La misión apostólica
constituye una tarea ineludible para todo cristiano. Es el mismo Señor Jesús
quien convoca y escoge a cada uno de nosotros llamándonos por el propio nombre
(Mc 3, 13ss) y nos envía como apóstoles suyos en medio del mundo (Mt 28, 20). Nuestra
vocación es pues, eminentemente apostólica (Apostolicam actuositatem, 2). Esta
tarea evangelizadora es la de dar vida a un mundo que agoniza, consumido en su
propia mediocridad, en la ilusión y el vacío de la tentación del poder, del
fácil consumismo del tener, de la esclavitud del poder-poseer. Las lacerantes
rupturas que aquejan a la humanidad exigen de nuestra parte una acción decidida
y audaz por transformar radicalmente todo aquello que se encuentra "en
contraste con la Palabra de Dios y con el designio de salvación"
(Evangelii nuntiandi, 19).
Una intensa vida de
oración es condición ineludible para cumplir con esta misión. La oración no es
mero acompañante de la acción apostólica. No nos llevemos a engaño. La oración
es presupuesto indispensable para que nuestro apostolado sea auténtico. La
oración es fuente, sustento y meta de todo apostolado; el eje mismo de nuestra
vida apostólica. Ella es camino vivificador de la propia vida y acción.
ORACIÓN PARA LA
VIDA...

• [Enunciado] Rebautiza "apostolado" como "ministerio" y transcribe el pasaje del artículo que comienza con "(Evangelii nuntiandi, 19)." y continúa hasta "vida y acción.". Las filas no intervienen en este ejercicio.

• [Conjunto de filas]
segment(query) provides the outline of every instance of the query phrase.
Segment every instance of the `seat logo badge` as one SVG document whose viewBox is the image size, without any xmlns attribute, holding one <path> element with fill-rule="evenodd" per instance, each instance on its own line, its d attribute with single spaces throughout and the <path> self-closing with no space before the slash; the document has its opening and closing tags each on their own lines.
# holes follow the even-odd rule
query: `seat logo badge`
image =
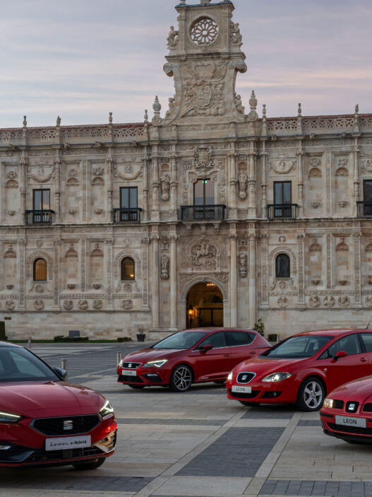
<svg viewBox="0 0 372 497">
<path fill-rule="evenodd" d="M 73 428 L 72 419 L 68 419 L 67 421 L 64 421 L 64 430 L 72 430 Z"/>
</svg>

• [Respuesta]
(Evangelii nuntiandi, 19).
Una intensa vida de
oración es condición ineludible para cumplir con esta misión. La oración no es
mero acompañante de la acción apostólica. No nos llevemos a engaño. La oración
es presupuesto indispensable para que nuestro ministerio sea auténtico. La
oración es fuente, sustento y meta de todo ministerio; el eje mismo de nuestra
vida apostólica. Ella es camino vivificador de la propia vida y acción.